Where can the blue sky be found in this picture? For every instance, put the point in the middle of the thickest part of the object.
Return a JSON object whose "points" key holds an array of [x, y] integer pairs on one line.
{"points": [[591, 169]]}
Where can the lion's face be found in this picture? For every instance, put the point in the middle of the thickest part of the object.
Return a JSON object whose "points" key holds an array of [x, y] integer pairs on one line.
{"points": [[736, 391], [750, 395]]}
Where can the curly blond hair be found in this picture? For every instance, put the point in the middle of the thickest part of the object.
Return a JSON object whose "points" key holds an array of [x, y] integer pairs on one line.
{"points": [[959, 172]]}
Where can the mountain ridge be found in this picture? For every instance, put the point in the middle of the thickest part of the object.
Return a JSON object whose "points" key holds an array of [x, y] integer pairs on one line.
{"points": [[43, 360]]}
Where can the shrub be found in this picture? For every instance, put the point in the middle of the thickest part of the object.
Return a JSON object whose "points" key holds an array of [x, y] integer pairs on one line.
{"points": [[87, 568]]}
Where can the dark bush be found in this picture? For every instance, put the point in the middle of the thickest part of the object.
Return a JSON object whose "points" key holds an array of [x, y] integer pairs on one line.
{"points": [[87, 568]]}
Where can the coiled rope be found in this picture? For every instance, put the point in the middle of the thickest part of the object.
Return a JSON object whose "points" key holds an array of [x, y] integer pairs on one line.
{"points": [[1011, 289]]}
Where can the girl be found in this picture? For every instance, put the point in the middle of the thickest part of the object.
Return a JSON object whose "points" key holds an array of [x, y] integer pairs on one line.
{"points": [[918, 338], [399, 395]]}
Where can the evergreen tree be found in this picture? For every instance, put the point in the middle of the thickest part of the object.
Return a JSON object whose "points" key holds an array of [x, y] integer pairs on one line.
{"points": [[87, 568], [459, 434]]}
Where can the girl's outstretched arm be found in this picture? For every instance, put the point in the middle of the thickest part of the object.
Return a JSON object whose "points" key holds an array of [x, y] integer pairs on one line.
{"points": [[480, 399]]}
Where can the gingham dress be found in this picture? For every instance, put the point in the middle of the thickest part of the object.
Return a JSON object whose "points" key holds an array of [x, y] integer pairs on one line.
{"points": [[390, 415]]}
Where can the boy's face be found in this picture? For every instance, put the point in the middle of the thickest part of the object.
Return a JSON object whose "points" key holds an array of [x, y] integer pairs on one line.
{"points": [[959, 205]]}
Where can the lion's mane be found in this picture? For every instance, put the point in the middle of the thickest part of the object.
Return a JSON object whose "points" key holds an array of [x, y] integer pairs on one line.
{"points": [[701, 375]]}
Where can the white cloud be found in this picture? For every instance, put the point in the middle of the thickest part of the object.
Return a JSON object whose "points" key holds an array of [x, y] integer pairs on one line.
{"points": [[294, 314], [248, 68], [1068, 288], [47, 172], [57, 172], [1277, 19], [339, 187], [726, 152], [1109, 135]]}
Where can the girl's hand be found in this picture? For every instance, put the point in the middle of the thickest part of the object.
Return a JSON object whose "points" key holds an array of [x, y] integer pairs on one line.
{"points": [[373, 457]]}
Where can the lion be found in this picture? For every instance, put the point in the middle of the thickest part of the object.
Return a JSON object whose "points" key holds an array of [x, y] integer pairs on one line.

__________

WRITTEN TASK> Copy out every line from the one containing "Where can the lion's mane" through the end of the items, keeping each request, and add 72 to every point coordinate in the answers.

TASK ANSWER>
Where can the lion's mane be found in this picture? For every instance, put the point in the middle of the thickest part of the object.
Return a JSON object whose "points" key holds an array of [x, y] integer pairs on one line.
{"points": [[773, 447]]}
Where can the white cloud be found in this picture? For every instance, put the point in the middle of the thickest part of the object.
Return a JSON object whose "points" key holds an array of [x, y] integer pairs on one line.
{"points": [[366, 386], [320, 140], [1140, 360], [119, 244], [129, 244], [1349, 91], [411, 259], [798, 224], [1181, 207]]}
Where can the girl's hand be found in this picture? For every instance, put the point in the middle of the thickest part of the object.
Return a JSON object whose "points" key holds an array of [x, y] integer pairs on one line.
{"points": [[445, 529]]}
Where can the lion be found in this picture? For every instance, put the point in the middle of the thickest part of the object.
Return a JSON object whose "points" key holds an array of [x, y] integer pairs on one line.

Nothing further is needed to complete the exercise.